Supplied records:
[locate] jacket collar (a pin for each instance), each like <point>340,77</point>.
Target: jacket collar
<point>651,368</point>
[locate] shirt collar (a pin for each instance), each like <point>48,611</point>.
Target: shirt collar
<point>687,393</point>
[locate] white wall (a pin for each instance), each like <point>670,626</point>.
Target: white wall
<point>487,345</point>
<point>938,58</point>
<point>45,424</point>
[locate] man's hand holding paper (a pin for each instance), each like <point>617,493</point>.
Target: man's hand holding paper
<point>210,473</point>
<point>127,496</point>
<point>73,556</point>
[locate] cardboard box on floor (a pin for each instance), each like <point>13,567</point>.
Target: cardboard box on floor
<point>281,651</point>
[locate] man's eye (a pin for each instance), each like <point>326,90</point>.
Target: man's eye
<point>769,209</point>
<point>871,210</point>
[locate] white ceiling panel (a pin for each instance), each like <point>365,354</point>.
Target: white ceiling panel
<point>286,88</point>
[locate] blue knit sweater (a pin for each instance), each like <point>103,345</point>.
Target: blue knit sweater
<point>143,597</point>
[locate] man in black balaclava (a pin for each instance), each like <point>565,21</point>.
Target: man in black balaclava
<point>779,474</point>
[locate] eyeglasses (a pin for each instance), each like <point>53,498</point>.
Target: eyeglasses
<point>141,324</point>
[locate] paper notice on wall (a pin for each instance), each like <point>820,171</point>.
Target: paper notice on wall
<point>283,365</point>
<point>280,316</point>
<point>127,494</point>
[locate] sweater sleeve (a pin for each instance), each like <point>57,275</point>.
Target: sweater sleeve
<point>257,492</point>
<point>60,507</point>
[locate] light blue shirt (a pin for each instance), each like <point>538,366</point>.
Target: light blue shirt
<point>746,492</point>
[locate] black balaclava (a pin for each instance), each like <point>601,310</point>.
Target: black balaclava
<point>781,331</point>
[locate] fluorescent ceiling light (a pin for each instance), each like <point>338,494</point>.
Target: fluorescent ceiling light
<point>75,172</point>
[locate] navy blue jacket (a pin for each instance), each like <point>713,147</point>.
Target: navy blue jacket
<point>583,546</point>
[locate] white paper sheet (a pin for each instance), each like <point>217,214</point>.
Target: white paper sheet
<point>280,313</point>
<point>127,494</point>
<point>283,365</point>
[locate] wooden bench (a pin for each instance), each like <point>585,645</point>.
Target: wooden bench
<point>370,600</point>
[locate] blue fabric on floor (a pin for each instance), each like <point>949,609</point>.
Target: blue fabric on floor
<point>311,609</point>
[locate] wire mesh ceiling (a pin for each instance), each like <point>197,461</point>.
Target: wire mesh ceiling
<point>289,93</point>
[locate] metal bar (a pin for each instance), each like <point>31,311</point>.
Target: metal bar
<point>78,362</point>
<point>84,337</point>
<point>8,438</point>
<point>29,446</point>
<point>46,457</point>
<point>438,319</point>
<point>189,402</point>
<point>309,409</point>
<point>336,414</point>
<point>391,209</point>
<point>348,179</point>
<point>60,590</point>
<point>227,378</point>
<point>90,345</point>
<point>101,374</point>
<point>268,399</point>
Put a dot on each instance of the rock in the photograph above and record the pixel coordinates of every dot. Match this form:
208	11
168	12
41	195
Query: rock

About this exercise: Retype the portion of the data above that starts on the line with "Target: blue fabric on floor" and finishes on the line with "[locate] metal bar", including both of those lines.

Answer section:
Target: blue fabric on floor
<point>311,609</point>
[locate] wire mesh ceiling (a pin for each instance), each like <point>197,461</point>.
Target: wire mesh ceiling
<point>289,93</point>
[locate] metal bar (a pin for each instance), each like <point>31,311</point>.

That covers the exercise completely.